WHAT YOU SHOULD DO:
From the entries below, please output exactly the lines starting at the one containing "of the wrist" and ending at the one containing "of the teal", both included.
☆ ☆ ☆
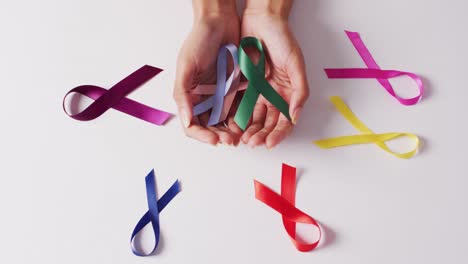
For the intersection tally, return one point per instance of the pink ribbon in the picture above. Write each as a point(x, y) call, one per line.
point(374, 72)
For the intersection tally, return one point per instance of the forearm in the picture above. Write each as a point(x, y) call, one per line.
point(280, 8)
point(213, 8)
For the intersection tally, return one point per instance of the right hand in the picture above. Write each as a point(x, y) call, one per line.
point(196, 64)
☆ ☆ ☆
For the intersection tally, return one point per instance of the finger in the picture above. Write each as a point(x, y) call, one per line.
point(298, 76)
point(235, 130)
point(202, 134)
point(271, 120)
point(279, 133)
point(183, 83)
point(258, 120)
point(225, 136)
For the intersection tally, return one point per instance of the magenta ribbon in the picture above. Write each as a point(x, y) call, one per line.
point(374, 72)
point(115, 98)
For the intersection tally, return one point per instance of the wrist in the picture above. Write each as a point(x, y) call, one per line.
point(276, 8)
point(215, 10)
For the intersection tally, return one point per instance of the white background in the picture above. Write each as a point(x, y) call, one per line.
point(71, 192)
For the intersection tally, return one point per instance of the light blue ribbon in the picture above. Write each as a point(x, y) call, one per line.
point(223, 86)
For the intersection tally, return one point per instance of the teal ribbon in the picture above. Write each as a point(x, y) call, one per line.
☆ ☆ ☆
SOLUTION TO THIS PROBLEM:
For the intersection tally, return one point per instance of the wrist in the picture above. Write each as a point(x, y) call, one per line.
point(276, 8)
point(215, 10)
For the intersection tally, return one point per instance of the white background in the picture above. Write each as a point(x, y) call, one per line.
point(71, 192)
For the intersection tally, return one point per instance of the light blue ribbon in the picture above. Write each as a point(x, y) call, one per line.
point(223, 86)
For the intersection tally, return one point per instance of the teal ribbon in the picture above. Write each as a point(x, y) call, one per line.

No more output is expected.